▶ Objetivo 1: Reescreva o texto sobre a vida sacerdotal começando nas palavras "VIDA SACERDOTAL" e parando depois de "sincera e real.". Troque "castidade" por "pureza".
▶ Objetivo 2: De acordo com o texto sobre a vida sacerdotal, a castidade é resultado de quê?
▶ Objetivo 3: Prossiga o texto sobre a vida sacerdotal a partir do ponto em que ele termina.

▶ Trecho do texto:
== == ==

II.
VIDA SACERDOTAL
Conquista incessante
73. Não creia
o sacerdote que a ordenação tudo tornará fácil e o livrará definitivamente de
qualquer tentação ou perigo. A castidade não se adquire de uma vez para sempre,
mas é resultado de laboriosa conquista e de reafirmação cotidiana. O mundo de
hoje deu grande relevo ao valor positivo do amor nas relações entre os sexos,
mas multiplicou também as dificuldades e os riscos nesta matéria. Importa, por
isso, que o sacerdote, para salvaguardar com todo o cuidado o bem da castidade
e para reforçar-lhe o significado sublime, reflita lúcida e serenamente sobre a
sua condição de homem exposto ao combate espiritual contra as seduções da carne
que lhe vêm de si mesmo e do mundo, e isto com a intenção incessantemente
renovada de aperfeiçoar sempre mais a sua irrevogável oferta, que o obriga a
uma fidelidade plena, sincera e real.
Meios sobrenaturais
74.
O sacerdote de Cristo
encontrará nova força e nova alegria à medida que for aprofundando, na
meditação e na oração de cada dia, os motivos da sua entrega e a convicção de
que escolheu a melhor parte. Há de, por isso, implorar com humildade e
perseverança, a graça da fidelidade, que nunca é recusada a quem a pede com
coração sincero e, ao mesmo tempo, recorre aos meios naturais e sobrenaturais
de que dispõe. E sobretudo, não há de descuidar aquelas normas ascéticas, que
estão garantidas pela experiência da Igreja e que não são menos necessárias nas
circunstâncias atuais do que o foram noutros tempos.40
Intensa vida espiritual
75. Antes de
mais nada, procure o sacerdote cultivar, com todo o amor que a divina graça lhe
inspira, a intimidade com Cristo, tirando todo o proveito desse inexaurível e
beatificante mistério. Procure igualmente adquirir conhecimento sempre mais
profundo do mistério da Igreja, pois fora deste contexto o seu estado de vida
correria o risco de parecer-lhe inconsistente e incôngruo.
A piedade sacerdotal, alimentada
na fonte puríssima da Palavra de Deus e da Santíssima Eucaristia, vivida no
drama da Sagrada Liturgia, animada por terna e esclarecida devoção à Virgem, Mãe
do Sumo e eterno Sacerdote e Rainha dos Apóstolos,41 pô-lo-á em contato
com as fontes da autêntica vida espiritual, único e solidíssimo fundamento em
que há de assentar a observância da sagrada virgindade.
Espirito do ministério
sacerdotal
76. Com a
graça e a paz no coração, poderá o sacerdote enfrentar com grandeza de ânimo as
múltiplas obrigações da sua vida e do seu ministério. E se as cumprir, com fé e
com zelo, encontrará nelas outras tantas ocasiões de demonstrar a sua total
consagração a Cristo e ao seu Corpo místico para santificação de si mesmo e do
próximo. A caridade de Cristo que o impele (cf. 2Cor 5,14), ajudá-lo-á também,
não a renunciar aos melhores sentimentos do seu íntimo, mas a sublimá-los e a
aprofundá-los em espírito de consagração, à imitação de Cristo, Sumo Sacerdote,
que participou intimamente da vida dos homens, os amou e por eles sofreu (cf.

== == ==

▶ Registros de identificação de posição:
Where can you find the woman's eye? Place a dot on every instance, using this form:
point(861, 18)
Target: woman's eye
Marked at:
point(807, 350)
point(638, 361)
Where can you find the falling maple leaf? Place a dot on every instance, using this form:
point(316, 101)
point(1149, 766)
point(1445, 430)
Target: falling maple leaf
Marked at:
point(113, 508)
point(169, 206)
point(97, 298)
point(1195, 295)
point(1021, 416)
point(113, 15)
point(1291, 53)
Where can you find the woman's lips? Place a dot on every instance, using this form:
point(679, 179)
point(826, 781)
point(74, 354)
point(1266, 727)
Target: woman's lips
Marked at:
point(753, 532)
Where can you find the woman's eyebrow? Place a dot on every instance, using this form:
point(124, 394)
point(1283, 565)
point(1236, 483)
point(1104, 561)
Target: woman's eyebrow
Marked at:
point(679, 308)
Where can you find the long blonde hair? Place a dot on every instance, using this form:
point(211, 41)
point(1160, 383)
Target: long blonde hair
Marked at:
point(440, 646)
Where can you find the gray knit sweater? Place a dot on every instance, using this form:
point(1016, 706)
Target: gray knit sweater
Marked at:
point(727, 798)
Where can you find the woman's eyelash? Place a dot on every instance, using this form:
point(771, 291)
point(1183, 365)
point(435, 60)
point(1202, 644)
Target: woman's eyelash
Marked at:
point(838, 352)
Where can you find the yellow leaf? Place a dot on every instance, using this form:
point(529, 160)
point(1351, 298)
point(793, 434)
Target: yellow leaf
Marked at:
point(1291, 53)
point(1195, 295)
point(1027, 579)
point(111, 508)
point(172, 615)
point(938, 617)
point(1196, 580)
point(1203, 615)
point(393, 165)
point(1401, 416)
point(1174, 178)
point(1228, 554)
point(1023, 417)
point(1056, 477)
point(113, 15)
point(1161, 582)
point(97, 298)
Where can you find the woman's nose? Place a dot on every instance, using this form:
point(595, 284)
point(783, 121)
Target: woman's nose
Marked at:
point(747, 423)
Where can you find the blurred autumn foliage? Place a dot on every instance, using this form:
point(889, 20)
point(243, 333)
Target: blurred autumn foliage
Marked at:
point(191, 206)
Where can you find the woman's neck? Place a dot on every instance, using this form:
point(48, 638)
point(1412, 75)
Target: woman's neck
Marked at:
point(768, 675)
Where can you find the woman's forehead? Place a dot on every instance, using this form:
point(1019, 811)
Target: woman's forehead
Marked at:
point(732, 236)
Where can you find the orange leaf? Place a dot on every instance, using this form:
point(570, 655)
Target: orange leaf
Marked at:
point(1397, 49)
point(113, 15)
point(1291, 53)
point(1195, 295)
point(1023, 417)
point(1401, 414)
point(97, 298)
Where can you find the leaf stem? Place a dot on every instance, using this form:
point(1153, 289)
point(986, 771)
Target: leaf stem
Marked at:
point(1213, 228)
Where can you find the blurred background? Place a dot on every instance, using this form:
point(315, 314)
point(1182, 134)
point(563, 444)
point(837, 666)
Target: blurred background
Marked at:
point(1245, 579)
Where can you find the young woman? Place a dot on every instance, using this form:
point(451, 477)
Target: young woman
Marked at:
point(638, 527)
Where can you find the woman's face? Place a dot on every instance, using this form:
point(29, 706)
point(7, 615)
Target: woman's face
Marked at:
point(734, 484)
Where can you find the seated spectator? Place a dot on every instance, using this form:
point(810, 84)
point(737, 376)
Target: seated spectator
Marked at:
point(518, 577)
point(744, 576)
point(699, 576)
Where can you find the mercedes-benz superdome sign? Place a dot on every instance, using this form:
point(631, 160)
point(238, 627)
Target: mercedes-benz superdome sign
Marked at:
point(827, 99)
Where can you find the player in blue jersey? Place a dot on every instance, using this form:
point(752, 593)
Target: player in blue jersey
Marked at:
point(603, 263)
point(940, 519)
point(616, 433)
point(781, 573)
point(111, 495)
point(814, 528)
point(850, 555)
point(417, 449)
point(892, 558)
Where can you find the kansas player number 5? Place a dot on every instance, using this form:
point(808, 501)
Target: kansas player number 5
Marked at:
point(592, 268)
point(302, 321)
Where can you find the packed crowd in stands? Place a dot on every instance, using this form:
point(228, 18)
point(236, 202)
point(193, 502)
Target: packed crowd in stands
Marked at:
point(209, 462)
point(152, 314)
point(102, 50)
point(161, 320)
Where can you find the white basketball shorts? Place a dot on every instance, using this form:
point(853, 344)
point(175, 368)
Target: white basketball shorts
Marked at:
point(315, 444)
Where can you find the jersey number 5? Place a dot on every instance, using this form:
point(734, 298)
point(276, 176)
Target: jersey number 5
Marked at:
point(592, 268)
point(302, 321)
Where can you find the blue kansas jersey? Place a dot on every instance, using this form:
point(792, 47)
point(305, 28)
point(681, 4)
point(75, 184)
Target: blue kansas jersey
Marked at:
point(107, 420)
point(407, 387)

== == ==

▶ Resultado 1:
VIDA SACERDOTAL
Conquista incessante
73. Não creia
o sacerdote que a ordenação tudo tornará fácil e o livrará definitivamente de
qualquer tentação ou perigo. A pureza não se adquire de uma vez para sempre,
mas é resultado de laboriosa conquista e de reafirmação cotidiana. O mundo de
hoje deu grande relevo ao valor positivo do amor nas relações entre os sexos,
mas multiplicou também as dificuldades e os riscos nesta matéria. Importa, por
isso, que o sacerdote, para salvaguardar com todo o cuidado o bem da pureza
e para reforçar-lhe o significado sublime, reflita lúcida e serenamente sobre a
sua condição de homem exposto ao combate espiritual contra as seduções da carne
que lhe vêm de si mesmo e do mundo, e isto com a intenção incessantemente
renovada de aperfeiçoar sempre mais a sua irrevogável oferta, que o obriga a
uma fidelidade plena, sincera e real.

▶ Resultado 2: De laboriosa conquista e de reafirmação cotidiana.

▶ Resultado 3:
Hb 4,15); à semelhança do Apóstolo Paulo, que participava das angústias de
todos (c£ lCor 9,22; 2Cor 11,29) para irradiar no mundo a luz e a força
"da Boa Nova da graça de Deus" (cf. At 20,24).
Proteção contra os perigos
77. Santamente
cioso da sua integral doação ao Senhor, saiba o sacerdote defender-se contra
aquelas inclinações do sentimento que põem em jogo uma afetividade não
suficientemente iluminada e guiada pelo espírito, e procure nâo buscar
justificações espirituais e apostólicas para o que, na realidade, sâo perigosas
inclinações do coração.
Ascética viril
78. Para viver
do Espírito e conformar-se com Ele (cf. Gl 5,25), a vida sacerdotal exige
intensidade espiritual genuína e segura, ascética interior e exterior
verdadeiramente viril. Pois, quem pertence a Cristo por um título especial,
crucificou nele e por ele a própria carne com as paixões e concupiscências (Gl
5,24), não tendo receio de enfrentar, por isso, duras e contínuas provas (cf.
1Cor 9,26-27). Assim, poderá o ministro de Cristo manifestar melhor ao mundo os
frutos do Espírito, que são: "amor, alegria, paz, longanimidade,
benignidade, bondade, fidelidade, mansidão, autodomínio" (Gl 5,22-23).
Fraternidade sacerdotal
79. O gênero
de vida, o ambiente e a atividade próprias do ministro de Deus, são também
causas de incremento, proteção e defesa da castidade sacerdotal. Por isso, é
necessário que se fomente ao máximo aquela "íntima fraternidade
sacramental", 42 da qual gozam todos os sacerdotes em virtude da
sagrada ordenação. Jesus, nosso Senhor, ensinou-nos a urgência do mandamento
novo da caridade, e deu-nos dele exemplo admirável no mesmo momento em que
instituía o sacramento da Eucaristia e do sacerdócio católico (cf. Jo
13,15;23-35), e pediu ao Pai celeste, que o amor com que o Pai o tinha amado
desde sempre, estivesse nos seus ministros e Ele neles (cf. Jo 17,26).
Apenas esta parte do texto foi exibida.